- THE PROBLEM:
Every line of the material below must be repeated exactly.

(Named object pointing entries)
......
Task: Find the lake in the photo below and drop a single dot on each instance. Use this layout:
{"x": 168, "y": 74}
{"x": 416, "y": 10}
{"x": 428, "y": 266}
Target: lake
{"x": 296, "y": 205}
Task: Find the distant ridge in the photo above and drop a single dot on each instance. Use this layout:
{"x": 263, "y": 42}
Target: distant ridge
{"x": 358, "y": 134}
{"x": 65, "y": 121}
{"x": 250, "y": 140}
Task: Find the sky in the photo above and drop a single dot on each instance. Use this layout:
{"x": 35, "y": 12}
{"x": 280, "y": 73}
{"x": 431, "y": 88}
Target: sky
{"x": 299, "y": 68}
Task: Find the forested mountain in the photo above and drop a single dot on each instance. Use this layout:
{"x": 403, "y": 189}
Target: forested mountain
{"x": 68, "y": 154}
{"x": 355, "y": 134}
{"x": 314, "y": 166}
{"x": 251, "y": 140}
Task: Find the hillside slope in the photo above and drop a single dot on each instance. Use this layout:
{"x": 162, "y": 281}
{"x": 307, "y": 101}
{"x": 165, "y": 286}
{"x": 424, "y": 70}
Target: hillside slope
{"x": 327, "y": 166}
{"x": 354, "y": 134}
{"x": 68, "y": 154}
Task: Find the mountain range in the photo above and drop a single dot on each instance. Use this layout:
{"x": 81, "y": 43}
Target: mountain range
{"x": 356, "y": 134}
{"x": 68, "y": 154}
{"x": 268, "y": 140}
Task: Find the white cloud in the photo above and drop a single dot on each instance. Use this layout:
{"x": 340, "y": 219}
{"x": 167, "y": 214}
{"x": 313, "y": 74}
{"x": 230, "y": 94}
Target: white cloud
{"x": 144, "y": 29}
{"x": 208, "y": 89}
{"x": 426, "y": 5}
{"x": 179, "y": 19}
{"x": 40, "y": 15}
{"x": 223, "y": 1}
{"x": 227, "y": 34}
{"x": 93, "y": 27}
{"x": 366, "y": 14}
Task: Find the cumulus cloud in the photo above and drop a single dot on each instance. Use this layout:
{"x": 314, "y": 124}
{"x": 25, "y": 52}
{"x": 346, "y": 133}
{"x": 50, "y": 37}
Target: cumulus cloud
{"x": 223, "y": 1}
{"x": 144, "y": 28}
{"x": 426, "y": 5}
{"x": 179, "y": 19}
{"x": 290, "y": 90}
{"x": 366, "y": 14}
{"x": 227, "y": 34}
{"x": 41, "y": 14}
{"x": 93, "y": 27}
......
- FULL OUTPUT:
Task: Find the lake in the photo below and drop a single dot on each instance. Use this layout:
{"x": 168, "y": 74}
{"x": 416, "y": 10}
{"x": 428, "y": 266}
Target: lake
{"x": 296, "y": 205}
Task: Find the distant ridge in the photo above and drop a single dot on each instance. Use this layout:
{"x": 263, "y": 42}
Target: distant ridge
{"x": 358, "y": 134}
{"x": 65, "y": 121}
{"x": 250, "y": 140}
Task: Find the sky in the photo above and drop a single dot on each instance. Use this layout:
{"x": 35, "y": 12}
{"x": 280, "y": 73}
{"x": 431, "y": 88}
Target: sky
{"x": 299, "y": 68}
Task: Find the forested mountain in the photo above and drop a single dot on each instance. Use this layout:
{"x": 403, "y": 189}
Target: forested mountain
{"x": 68, "y": 154}
{"x": 355, "y": 134}
{"x": 314, "y": 166}
{"x": 251, "y": 140}
Task: Find the hillside slope in the photo above and drop a single dot on each instance. Use this layout:
{"x": 162, "y": 281}
{"x": 307, "y": 101}
{"x": 165, "y": 286}
{"x": 424, "y": 70}
Target: hillside slope
{"x": 327, "y": 166}
{"x": 354, "y": 134}
{"x": 68, "y": 154}
Task: Find the mountain range in the photo above and drop a single dot on each instance. Use this layout:
{"x": 81, "y": 43}
Target: mountain range
{"x": 356, "y": 134}
{"x": 68, "y": 154}
{"x": 268, "y": 140}
Task: Find the white cloud in the photo above and drop a single dot on each instance. Use this layout:
{"x": 340, "y": 219}
{"x": 167, "y": 214}
{"x": 313, "y": 74}
{"x": 230, "y": 94}
Target: white cloud
{"x": 144, "y": 29}
{"x": 208, "y": 89}
{"x": 426, "y": 5}
{"x": 179, "y": 19}
{"x": 40, "y": 15}
{"x": 223, "y": 1}
{"x": 227, "y": 34}
{"x": 93, "y": 27}
{"x": 366, "y": 14}
Task: Find the cumulus cloud in the photo above and drop a single dot on each instance. Use this layout:
{"x": 314, "y": 124}
{"x": 25, "y": 52}
{"x": 346, "y": 133}
{"x": 50, "y": 37}
Target: cumulus cloud
{"x": 223, "y": 1}
{"x": 144, "y": 28}
{"x": 426, "y": 5}
{"x": 179, "y": 19}
{"x": 290, "y": 90}
{"x": 366, "y": 14}
{"x": 227, "y": 34}
{"x": 41, "y": 14}
{"x": 93, "y": 27}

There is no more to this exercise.